EXERCISE REQUIREMENTS
Reproduce the listing below precisely, leaving every line intact.

──────── SOURCE RECORDS

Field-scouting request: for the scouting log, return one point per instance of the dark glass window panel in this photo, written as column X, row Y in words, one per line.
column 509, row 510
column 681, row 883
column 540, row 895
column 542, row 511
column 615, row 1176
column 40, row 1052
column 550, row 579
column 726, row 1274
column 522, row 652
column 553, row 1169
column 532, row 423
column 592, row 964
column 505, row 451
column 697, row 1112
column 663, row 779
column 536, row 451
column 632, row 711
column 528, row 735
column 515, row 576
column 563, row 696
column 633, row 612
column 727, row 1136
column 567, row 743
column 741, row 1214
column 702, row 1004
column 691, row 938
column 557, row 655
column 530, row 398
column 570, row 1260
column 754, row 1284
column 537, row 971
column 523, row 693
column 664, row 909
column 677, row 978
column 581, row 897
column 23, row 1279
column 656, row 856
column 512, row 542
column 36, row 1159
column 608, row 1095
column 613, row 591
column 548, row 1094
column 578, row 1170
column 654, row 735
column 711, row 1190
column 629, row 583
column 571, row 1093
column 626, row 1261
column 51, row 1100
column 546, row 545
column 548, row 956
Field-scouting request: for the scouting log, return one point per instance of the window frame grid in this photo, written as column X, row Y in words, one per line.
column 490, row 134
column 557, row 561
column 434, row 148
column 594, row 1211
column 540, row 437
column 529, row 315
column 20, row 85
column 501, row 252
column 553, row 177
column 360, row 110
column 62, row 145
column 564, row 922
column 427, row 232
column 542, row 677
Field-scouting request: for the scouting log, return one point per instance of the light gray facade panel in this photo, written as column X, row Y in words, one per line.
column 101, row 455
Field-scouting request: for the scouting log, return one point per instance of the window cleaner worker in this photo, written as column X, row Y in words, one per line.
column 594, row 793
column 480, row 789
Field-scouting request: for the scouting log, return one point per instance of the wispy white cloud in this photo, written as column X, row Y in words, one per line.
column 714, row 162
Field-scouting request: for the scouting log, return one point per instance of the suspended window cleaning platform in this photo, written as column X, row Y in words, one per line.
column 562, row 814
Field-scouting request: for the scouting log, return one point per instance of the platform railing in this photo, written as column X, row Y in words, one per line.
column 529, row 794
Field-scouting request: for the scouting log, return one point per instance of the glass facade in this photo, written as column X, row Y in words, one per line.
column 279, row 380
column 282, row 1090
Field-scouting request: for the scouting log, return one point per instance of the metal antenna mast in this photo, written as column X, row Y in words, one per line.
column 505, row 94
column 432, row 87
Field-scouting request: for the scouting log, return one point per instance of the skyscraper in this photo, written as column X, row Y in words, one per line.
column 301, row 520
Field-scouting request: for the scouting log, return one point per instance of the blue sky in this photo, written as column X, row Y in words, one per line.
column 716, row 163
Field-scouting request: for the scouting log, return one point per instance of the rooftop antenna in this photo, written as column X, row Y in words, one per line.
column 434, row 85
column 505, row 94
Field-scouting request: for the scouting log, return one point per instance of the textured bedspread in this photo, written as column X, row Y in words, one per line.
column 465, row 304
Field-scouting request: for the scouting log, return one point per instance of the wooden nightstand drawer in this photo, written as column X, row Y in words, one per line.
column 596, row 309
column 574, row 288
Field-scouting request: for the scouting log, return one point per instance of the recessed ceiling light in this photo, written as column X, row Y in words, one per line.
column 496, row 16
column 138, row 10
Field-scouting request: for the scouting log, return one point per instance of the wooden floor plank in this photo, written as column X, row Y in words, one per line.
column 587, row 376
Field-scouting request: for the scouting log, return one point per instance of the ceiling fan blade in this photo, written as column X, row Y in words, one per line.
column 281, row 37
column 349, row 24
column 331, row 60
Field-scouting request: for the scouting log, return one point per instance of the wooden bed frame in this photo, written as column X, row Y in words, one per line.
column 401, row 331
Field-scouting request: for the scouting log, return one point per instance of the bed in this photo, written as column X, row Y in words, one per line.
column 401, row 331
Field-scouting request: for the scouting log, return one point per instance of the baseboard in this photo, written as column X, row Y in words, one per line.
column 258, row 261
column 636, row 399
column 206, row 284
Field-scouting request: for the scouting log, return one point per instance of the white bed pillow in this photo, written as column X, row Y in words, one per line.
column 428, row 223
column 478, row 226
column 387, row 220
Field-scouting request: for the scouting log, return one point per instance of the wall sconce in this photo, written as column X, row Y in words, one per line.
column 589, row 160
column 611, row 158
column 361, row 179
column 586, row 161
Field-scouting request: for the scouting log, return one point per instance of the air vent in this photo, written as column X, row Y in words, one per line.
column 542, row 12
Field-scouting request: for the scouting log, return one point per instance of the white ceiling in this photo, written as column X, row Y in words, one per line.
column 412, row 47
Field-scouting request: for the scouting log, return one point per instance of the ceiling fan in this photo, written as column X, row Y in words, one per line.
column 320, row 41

────────────────

TASK RESULT
Field-scouting request: for the scouting log, return one point per instance of the dark glass window panel in this photo, written as column X, row Y in words, one per line.
column 509, row 510
column 681, row 883
column 540, row 895
column 542, row 511
column 615, row 1176
column 40, row 1052
column 550, row 579
column 726, row 1274
column 522, row 652
column 553, row 1169
column 532, row 423
column 592, row 964
column 505, row 451
column 697, row 1112
column 663, row 779
column 536, row 451
column 632, row 711
column 528, row 735
column 515, row 576
column 563, row 696
column 633, row 612
column 727, row 1136
column 567, row 743
column 741, row 1214
column 702, row 1004
column 691, row 938
column 557, row 655
column 530, row 398
column 570, row 1260
column 754, row 1284
column 537, row 971
column 523, row 693
column 664, row 909
column 677, row 978
column 581, row 897
column 23, row 1279
column 656, row 856
column 512, row 542
column 36, row 1159
column 608, row 1095
column 613, row 591
column 548, row 1094
column 578, row 1170
column 654, row 735
column 711, row 1190
column 629, row 583
column 571, row 1093
column 626, row 1261
column 51, row 1100
column 546, row 545
column 548, row 956
Field-scouting request: for the scouting log, return one point per instance of the window frame grid in this photo, written as column X, row Y in words, one per line.
column 490, row 134
column 557, row 561
column 434, row 148
column 594, row 1211
column 540, row 437
column 529, row 315
column 20, row 85
column 501, row 252
column 553, row 177
column 360, row 110
column 62, row 145
column 564, row 922
column 427, row 232
column 542, row 677
Field-scouting request: for the scouting log, return one point per instance of the light gray facade panel in this photo, written as column X, row Y in words, one per line.
column 101, row 455
Field-scouting request: for the scouting log, return one point per instance of the window cleaner worker in this photo, written as column X, row Y in words, one per line.
column 594, row 793
column 480, row 789
Field-scouting request: for the scouting log, return one point per instance of the wispy white cloud in this photo, written as column X, row Y in words, one per line.
column 714, row 162
Field-scouting request: for the scouting log, return one point per instance of the suspended window cleaning platform in this photo, written as column X, row Y in words, one per line.
column 562, row 814
Field-scouting request: for the scouting log, return one point per instance of the platform railing in this photo, written as column X, row Y in words, one per line.
column 529, row 794
Field-scouting request: for the scouting log, return one point per instance of the glass facade in this photo, written as column X, row Y in words, one per line.
column 279, row 380
column 282, row 1090
Field-scouting request: for the scouting log, return one point per instance of the metal antenna mast in this photo, written as column X, row Y in words, one per line.
column 505, row 94
column 432, row 87
Field-scouting request: for the scouting log, return one point per instance of the skyscraper in this photo, written as column X, row Y in words, one per line.
column 301, row 520
Field-scouting request: for the scouting log, return one point per instance of the blue sky in this photo, written as column X, row Y in words, one per line.
column 716, row 163
Field-scouting request: for the scouting log, return one point per instance of the rooftop antenna in this photo, written as column X, row Y in words, one per line.
column 434, row 85
column 505, row 94
Field-scouting request: for the scouting log, return one point per instance of the textured bedspread in this photo, written as column X, row Y in words, one per line.
column 465, row 304
Field-scouting request: for the scouting log, return one point per instance of the wooden nightstand drawer in this photo, written as column X, row Y in words, one per line.
column 596, row 309
column 574, row 288
Field-scouting request: for the scouting log, return one point per instance of the recessed ceiling light in this photo, written as column X, row Y in words, one per line.
column 496, row 16
column 138, row 10
Field-scouting request: for the scouting log, return one point per instance of the wooden floor plank in this photo, written as column X, row Y in words, one per line.
column 587, row 376
Field-scouting request: for the scouting log, return one point per instance of the ceiling fan blade in this photo, written as column X, row Y in words, one per line.
column 281, row 37
column 349, row 24
column 331, row 60
Field-scouting request: for the scouting log, return one point per instance of the wooden bed frame in this photo, written as column X, row Y in words, one per line.
column 401, row 331
Field-scouting request: for the scouting log, return one point per instance of the bed in this photo, written as column X, row Y in words, one per line.
column 401, row 331
Field-scouting request: for the scouting log, return one point per instance of the baseboard in this photo, written as column X, row Y in words, one per line.
column 258, row 261
column 636, row 399
column 206, row 284
Field-scouting request: for the scouting log, return one point per instance of the white bed pillow in this photo, written as column X, row Y in words, one per line.
column 428, row 223
column 478, row 226
column 387, row 220
Field-scouting request: for the scouting log, return one point per instance of the wall sconce in this photo, written as column X, row Y in words, one per line.
column 589, row 160
column 611, row 158
column 361, row 179
column 586, row 161
Field-scouting request: for the scouting log, return one point per instance of the air vent in this photo, written as column X, row Y in words, one per line.
column 542, row 12
Field-scouting request: for the scouting log, return one point per instance of the white ceiling in this photo, written as column X, row Y in words, one per line.
column 412, row 47
Field-scouting request: for the scouting log, return one point per instance of the ceiling fan in this photo, written as column X, row Y in words, one per line.
column 320, row 41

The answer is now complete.